== EXERCISE REQUIREMENTS ==
Please give again, exactly, every line of the material from the one containing "pin: grey rock" to the end, including both of those lines.

== DATASET RECORDS ==
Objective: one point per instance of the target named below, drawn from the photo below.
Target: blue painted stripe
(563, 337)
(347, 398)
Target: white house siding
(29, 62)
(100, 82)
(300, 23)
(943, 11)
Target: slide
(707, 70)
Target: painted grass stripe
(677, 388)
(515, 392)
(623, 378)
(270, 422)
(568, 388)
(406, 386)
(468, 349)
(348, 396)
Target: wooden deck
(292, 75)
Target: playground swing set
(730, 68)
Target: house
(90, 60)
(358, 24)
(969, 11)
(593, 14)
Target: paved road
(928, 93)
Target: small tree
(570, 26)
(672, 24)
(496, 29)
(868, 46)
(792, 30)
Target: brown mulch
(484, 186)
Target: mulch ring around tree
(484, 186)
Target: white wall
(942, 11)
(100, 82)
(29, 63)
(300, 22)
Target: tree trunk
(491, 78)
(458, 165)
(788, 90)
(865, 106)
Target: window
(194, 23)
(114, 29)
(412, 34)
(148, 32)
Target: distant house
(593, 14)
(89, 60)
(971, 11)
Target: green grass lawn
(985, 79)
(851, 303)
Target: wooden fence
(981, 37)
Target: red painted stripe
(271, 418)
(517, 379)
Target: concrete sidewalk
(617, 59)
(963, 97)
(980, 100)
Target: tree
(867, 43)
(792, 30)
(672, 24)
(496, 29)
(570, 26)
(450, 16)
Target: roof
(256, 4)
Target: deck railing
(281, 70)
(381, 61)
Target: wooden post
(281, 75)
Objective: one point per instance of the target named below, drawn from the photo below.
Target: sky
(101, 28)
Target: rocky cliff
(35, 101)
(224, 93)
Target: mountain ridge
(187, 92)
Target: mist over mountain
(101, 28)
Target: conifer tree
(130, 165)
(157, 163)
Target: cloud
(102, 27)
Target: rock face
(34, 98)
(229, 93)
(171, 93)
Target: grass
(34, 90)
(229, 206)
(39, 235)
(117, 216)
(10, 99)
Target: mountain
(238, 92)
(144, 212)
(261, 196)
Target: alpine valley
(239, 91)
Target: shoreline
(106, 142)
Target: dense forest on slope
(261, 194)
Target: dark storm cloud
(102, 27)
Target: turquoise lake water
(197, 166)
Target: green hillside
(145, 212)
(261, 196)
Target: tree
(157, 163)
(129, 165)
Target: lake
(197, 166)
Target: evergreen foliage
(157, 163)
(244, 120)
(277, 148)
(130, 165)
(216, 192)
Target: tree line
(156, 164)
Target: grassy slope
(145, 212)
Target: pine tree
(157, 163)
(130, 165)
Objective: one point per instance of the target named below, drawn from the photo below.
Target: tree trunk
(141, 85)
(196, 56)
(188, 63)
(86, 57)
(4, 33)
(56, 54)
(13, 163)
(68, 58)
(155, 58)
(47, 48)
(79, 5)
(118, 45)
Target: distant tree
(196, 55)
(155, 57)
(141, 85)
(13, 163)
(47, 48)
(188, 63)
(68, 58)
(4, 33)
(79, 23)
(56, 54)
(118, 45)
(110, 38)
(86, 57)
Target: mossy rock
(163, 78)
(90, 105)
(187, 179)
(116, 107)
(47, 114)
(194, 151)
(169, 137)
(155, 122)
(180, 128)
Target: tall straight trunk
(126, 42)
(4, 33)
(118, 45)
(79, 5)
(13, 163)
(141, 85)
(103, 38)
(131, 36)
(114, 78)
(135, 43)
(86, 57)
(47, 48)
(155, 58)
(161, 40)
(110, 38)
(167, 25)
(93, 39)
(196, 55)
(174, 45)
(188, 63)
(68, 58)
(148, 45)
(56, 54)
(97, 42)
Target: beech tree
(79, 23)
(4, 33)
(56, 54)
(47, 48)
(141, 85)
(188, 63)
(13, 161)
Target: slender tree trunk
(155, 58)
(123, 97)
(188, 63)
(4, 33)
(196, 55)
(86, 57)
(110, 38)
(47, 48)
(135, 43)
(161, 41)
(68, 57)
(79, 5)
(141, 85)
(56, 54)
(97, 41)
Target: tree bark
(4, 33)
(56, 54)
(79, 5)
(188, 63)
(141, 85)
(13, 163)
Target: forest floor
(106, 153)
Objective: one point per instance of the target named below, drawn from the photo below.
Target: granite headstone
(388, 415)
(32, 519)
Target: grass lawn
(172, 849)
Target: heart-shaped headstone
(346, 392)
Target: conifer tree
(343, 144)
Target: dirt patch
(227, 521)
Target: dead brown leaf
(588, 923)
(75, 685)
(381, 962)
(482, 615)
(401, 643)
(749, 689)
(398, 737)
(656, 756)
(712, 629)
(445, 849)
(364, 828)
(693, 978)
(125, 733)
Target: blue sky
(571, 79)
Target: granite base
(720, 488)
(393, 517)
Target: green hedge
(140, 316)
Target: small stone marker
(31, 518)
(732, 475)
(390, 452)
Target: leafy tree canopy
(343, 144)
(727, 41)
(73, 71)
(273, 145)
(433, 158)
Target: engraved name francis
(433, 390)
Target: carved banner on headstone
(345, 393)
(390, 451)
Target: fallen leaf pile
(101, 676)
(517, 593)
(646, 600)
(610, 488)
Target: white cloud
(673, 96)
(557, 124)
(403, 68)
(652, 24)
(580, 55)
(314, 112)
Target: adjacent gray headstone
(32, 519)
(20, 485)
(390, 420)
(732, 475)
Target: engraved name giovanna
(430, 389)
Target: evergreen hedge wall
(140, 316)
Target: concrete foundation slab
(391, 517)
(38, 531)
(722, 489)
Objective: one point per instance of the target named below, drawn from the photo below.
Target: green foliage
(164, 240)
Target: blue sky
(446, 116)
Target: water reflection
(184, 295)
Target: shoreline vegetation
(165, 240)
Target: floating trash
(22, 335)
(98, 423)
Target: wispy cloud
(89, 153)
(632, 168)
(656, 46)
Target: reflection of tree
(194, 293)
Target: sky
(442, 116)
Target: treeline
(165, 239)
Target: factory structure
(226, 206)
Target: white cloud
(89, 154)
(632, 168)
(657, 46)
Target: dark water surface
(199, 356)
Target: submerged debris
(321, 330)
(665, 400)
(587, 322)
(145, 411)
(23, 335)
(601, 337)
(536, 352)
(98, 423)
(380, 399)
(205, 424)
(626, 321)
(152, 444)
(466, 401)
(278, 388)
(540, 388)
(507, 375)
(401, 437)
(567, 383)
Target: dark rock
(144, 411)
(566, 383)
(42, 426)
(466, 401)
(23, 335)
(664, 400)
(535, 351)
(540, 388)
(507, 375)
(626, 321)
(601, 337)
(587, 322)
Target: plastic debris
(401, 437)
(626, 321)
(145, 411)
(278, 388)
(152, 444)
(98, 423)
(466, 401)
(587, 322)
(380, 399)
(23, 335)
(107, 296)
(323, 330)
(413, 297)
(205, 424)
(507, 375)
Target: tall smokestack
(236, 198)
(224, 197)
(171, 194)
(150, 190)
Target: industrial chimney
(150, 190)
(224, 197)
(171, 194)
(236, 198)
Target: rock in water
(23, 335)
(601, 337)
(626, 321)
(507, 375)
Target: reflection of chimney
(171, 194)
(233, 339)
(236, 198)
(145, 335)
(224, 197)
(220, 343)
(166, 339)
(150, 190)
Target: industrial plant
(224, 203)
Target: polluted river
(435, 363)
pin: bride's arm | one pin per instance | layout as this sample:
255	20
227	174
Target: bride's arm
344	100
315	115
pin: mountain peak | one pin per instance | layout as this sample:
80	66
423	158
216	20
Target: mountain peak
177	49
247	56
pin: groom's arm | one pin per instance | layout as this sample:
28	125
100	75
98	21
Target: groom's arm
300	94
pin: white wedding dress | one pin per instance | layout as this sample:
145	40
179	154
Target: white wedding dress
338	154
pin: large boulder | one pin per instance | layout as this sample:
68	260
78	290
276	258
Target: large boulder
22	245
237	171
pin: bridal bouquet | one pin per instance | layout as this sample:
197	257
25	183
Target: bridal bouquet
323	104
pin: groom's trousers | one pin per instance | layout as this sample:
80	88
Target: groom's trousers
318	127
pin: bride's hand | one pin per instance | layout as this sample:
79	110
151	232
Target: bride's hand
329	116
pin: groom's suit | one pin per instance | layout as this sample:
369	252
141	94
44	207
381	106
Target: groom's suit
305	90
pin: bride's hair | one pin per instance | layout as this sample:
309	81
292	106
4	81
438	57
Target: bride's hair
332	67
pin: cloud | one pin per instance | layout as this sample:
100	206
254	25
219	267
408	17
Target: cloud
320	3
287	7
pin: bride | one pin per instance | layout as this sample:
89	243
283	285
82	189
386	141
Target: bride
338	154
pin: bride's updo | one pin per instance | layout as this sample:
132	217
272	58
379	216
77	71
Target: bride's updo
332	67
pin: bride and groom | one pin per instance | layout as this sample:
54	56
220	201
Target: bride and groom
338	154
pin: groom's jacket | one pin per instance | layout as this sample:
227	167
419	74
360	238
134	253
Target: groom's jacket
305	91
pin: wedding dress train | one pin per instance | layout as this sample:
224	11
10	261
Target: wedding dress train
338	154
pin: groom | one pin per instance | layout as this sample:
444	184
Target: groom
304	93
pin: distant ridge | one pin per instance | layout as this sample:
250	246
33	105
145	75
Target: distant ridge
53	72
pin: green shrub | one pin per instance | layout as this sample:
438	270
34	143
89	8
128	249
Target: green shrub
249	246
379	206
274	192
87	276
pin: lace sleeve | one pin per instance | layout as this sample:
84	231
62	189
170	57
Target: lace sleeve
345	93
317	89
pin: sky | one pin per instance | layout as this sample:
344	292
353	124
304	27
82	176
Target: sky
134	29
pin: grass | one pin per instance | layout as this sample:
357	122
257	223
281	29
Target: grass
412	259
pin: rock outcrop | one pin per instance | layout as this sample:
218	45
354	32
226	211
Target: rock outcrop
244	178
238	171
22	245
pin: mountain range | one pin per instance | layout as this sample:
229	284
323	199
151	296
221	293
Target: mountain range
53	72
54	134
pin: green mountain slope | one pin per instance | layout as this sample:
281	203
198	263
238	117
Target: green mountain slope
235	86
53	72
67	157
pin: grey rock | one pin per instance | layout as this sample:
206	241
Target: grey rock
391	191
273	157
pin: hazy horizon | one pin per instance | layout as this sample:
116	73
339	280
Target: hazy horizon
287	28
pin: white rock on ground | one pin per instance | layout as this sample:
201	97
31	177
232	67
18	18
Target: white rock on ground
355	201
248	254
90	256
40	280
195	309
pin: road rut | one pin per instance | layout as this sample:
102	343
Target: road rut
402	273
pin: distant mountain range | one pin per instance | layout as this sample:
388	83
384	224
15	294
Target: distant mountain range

== SOLUTION FOR THIS TASK ==
pin: grey rock | one pin per instance | layout as this sample:
206	241
Target: grey rock
391	191
273	157
pin: hazy horizon | one pin per instance | layout as this sample:
116	73
339	280
Target: hazy horizon
287	28
pin: white rock on ground | one pin per instance | layout as this sample:
201	97
31	177
232	67
18	18
Target: white rock on ground
355	201
248	254
90	256
40	280
195	309
pin: road rut | one pin per instance | layout as this sample:
102	343
Target: road rut
402	273
pin: distant mountain range | one pin per instance | layout as this sample:
388	83
384	224
15	294
Target: distant mountain range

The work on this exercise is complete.